Record disponibili:
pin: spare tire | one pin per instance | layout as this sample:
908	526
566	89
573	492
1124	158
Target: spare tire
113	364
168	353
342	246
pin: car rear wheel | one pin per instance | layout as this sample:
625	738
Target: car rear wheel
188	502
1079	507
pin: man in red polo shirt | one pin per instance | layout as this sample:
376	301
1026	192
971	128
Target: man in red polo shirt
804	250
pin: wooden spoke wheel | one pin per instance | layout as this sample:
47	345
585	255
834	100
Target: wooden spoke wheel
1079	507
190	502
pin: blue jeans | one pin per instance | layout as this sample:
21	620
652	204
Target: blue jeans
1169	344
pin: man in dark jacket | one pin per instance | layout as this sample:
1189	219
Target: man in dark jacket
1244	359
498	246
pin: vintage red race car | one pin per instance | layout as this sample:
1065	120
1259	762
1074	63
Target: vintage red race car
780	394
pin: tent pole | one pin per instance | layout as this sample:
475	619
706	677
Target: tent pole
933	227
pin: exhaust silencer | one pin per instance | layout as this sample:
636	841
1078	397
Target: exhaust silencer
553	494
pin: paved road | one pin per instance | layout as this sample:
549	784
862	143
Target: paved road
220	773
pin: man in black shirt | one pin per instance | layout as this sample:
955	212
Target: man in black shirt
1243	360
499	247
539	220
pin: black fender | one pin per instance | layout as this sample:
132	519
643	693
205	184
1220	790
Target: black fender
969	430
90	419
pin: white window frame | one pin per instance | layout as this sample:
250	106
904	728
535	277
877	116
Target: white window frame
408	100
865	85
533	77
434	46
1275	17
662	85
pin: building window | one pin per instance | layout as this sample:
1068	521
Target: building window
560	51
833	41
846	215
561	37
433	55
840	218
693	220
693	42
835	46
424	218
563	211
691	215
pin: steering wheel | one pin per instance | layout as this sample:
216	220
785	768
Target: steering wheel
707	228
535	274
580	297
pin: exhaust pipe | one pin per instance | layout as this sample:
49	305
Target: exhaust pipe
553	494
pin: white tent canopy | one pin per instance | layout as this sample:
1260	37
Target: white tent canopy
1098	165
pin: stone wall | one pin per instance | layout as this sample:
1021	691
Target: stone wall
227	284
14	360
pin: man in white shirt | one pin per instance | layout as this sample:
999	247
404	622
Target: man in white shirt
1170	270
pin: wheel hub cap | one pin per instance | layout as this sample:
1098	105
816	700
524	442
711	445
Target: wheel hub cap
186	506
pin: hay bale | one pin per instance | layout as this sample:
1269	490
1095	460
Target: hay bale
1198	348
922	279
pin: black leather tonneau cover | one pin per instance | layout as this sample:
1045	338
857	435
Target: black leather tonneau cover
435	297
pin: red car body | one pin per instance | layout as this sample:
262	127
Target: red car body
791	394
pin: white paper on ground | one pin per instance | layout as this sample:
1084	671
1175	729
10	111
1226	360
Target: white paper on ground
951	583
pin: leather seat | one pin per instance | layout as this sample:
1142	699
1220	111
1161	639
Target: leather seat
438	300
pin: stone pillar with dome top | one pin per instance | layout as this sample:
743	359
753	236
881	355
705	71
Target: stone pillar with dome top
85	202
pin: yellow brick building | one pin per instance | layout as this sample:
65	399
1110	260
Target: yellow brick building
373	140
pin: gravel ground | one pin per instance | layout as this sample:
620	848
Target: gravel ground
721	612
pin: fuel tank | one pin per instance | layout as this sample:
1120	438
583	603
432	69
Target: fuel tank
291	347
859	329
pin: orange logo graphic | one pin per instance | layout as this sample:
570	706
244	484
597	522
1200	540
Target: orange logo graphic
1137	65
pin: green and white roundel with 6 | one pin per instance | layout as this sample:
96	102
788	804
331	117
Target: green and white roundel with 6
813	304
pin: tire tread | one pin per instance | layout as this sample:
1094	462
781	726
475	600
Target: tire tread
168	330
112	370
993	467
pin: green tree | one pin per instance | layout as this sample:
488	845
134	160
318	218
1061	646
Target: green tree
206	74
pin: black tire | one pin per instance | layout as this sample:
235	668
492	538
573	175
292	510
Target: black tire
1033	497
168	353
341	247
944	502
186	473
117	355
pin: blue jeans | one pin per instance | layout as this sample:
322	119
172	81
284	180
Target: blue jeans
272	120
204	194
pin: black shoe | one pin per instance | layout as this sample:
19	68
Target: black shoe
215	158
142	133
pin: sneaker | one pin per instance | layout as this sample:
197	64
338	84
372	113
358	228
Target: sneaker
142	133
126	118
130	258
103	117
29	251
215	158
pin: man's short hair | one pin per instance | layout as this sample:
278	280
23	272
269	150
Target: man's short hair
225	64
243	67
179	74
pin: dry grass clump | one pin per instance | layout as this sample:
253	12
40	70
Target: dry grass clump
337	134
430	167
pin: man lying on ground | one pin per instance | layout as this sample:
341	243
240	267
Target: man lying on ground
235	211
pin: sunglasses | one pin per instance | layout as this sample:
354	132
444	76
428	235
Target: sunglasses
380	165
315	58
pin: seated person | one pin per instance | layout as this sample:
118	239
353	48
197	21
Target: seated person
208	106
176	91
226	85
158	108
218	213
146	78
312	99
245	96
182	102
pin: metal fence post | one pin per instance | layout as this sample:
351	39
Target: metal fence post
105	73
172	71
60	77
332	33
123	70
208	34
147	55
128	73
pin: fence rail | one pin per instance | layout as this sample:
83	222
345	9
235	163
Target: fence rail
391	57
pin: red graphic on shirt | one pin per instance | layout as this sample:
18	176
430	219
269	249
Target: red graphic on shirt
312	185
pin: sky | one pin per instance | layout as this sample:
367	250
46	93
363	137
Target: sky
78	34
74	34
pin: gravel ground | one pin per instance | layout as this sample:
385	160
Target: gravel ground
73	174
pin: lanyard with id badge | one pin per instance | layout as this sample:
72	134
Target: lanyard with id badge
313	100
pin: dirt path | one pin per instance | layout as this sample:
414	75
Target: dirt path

Descrizione esercizio:
Cita testualmente le righe dei record a partire da quella che contiene "pin: sky | one" fino alla fine dei record, estremi inclusi.

Soluzione del problema:
pin: sky | one pin per instance | layout as this sample:
367	250
46	93
363	137
Target: sky
78	34
74	34
pin: gravel ground | one pin per instance | layout as this sample:
385	160
Target: gravel ground
73	174
pin: lanyard with id badge | one pin per instance | layout as this sample:
72	134
Target: lanyard with id badge
313	100
pin: dirt path | one pin per instance | layout as this sample:
414	75
Target: dirt path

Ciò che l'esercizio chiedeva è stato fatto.